No common walls, double paned windows which shut-out noises from breeders' spawn and central air so I don't roast when I do that, private 400 square foot deck with a nice tropical garden theme (28 palm trees, elephant ear plants, mandevilla and trumpet vines) where the shortest neighbor separating barrier is a six foot high fence. It's nice.
The patnet motto should be adjusted from debt is slavery to America is slavery since all we do is piss and moan about how unfair life is all of the time.
If you don't like your rent become a drifter or find some other alternative way of living, there are many online sources for this kind of lifestyle. But please don't whine about how other people choose to live their life. There are advantages to both owning and renting. Please stop the shitposting.
Let's be honest, either situation is serfdom.
Renting: You rent forever, never own the land, it's just a big bill that you trade for the opportunity to live inside, under a roof. That money never comes back in any form, it just disappears.
Mortgage owners: You pay for 30 years, pay taxes, HOA, fix everything, and after all that you own an old box. Better make sure your job is stable.
In the end, you have to do what makes sense for your situation. Compare rent vs buy, and which ever comes up with the lower cost to live under a roof, go for that one.
Paying $3,000 rent per month is slavery
Depends who you are paying "rent" to.... A landlord or to a bank...
Don't forget all the other perks of "ownership": Real Estate taxes, closing costs going in and out, repairs, maintainance, upgrades, etc...
Yes, you either are paying a landlord or the bank rent, but at least with the landlord I don't have to pay half of what I take home in property taxes for the assessed value of my home. My sister got a "great deal" on a house in Santa Cruz, only to find out that the assessors office decided that their home was worth four times what they paid. So much for getting a great deal. Now there is a water dispute that cost $80,000. Yummy.

Records provided ->
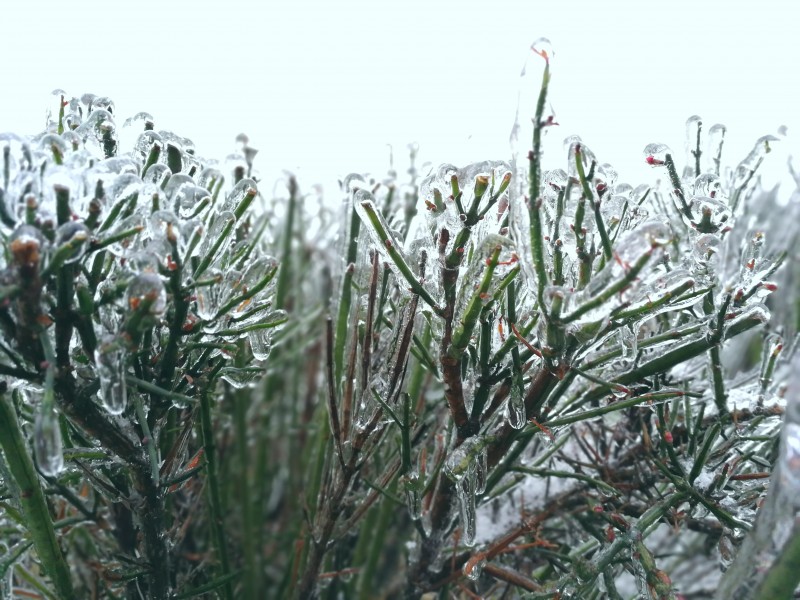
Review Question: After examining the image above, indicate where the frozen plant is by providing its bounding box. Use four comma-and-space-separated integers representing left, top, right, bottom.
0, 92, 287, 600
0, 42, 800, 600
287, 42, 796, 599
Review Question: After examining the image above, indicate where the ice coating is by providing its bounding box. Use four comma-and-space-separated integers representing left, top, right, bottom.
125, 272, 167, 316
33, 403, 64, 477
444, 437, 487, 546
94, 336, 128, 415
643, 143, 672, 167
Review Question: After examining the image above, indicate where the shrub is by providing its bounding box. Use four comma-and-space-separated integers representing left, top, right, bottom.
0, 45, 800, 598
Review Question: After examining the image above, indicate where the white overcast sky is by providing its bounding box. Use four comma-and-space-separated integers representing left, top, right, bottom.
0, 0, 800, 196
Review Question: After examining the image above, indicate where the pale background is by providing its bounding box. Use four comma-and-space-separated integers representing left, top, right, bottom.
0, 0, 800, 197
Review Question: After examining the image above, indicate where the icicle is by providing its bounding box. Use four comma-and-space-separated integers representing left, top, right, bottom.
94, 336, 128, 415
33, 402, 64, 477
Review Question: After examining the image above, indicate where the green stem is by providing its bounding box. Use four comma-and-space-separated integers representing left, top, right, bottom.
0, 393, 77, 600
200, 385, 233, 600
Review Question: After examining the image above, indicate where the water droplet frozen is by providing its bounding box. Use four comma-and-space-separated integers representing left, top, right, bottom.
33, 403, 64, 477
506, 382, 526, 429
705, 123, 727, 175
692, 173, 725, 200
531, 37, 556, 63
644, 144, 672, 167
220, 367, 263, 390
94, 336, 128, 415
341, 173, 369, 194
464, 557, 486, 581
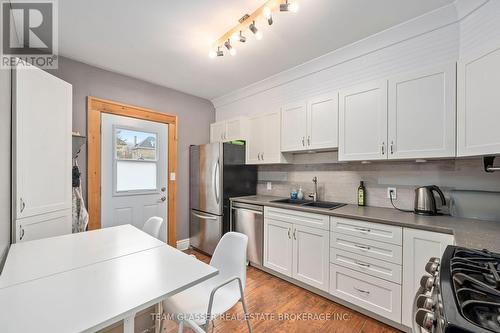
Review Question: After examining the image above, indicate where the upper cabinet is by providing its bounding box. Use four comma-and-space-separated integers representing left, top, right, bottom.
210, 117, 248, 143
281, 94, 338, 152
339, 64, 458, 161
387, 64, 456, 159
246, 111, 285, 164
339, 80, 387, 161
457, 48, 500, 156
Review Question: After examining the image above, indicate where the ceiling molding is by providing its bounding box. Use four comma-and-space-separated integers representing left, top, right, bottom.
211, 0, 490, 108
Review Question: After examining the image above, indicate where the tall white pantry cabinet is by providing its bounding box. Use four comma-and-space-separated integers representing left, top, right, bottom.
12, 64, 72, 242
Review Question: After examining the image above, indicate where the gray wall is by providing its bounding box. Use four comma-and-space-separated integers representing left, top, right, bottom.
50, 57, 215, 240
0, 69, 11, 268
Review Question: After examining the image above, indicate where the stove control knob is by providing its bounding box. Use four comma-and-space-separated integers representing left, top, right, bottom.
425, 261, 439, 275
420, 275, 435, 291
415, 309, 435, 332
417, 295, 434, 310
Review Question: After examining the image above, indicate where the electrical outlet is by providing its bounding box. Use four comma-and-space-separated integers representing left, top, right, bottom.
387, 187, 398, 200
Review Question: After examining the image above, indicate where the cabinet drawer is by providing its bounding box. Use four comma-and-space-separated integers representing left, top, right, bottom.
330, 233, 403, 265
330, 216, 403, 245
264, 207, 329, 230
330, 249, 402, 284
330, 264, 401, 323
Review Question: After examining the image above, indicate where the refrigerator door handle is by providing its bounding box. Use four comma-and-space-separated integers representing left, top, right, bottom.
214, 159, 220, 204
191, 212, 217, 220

* * *

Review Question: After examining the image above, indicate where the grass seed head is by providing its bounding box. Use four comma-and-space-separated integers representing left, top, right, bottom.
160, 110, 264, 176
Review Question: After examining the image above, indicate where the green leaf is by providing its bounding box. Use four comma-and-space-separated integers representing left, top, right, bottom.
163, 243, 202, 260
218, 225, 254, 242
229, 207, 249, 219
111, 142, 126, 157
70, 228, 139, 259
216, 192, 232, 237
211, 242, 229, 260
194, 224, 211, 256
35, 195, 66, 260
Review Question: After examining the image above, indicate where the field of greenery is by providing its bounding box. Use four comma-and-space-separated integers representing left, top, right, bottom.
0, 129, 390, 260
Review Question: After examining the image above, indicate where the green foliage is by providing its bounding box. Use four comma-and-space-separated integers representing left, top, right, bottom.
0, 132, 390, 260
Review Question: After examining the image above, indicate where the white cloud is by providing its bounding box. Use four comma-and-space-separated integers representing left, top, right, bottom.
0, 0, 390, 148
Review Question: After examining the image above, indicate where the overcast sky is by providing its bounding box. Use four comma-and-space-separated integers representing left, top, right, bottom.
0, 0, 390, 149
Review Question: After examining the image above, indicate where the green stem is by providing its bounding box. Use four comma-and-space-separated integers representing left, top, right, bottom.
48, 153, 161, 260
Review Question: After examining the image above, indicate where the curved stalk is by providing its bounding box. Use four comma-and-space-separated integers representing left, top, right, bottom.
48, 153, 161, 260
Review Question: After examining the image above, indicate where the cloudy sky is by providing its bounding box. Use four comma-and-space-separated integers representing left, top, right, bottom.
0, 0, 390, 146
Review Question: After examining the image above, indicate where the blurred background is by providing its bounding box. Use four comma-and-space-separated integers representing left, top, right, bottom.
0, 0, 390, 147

Stated task 1 -> In the renting-versus-owning discussion, how much did the water dispute at the sister's Santa Cruz house cost?
Stated task 2 -> Carry on the renting-versus-owning discussion, starting after its final post.
The listing has nothing to do with the renting-versus-owning discussion.

Final answer 1 -> $80,000.

Final answer 2 ->
Slavery would be mortgaging a home far enough from work that it requires 2 hours of daily commute by car or rail. 8-12 hours at the office. Then add two hours more. That's slavery. The part about it being self imposed makes it insanity IMO.
Commuting is a very interesting issue - funny how in college most people want to live next to campus, yet once people start working they are ok with putting up with killer commutes.
My sister got a "great deal" on a house in Santa Cruz, only to find out that the assessors office decided that their home was worth four times what they paid. So much for getting a great deal
Well, that would be pretty simple to fix. Simply appeal the assessed value. Assuming she bought at an arms length transaction, it should be pretty simple.
Sure, appealing is simple. Winning the appeal - not so much.
If you have an arms length transaction that establishes the price, you have a pretty strong case.
Well, that would be pretty simple to fix. Simply appeal the assessed value. Assuming she bought at an arms length transaction, it should be pretty simple.
Sure, appealing is simple. Winning the appeal - not so much.
She appealed, and lost.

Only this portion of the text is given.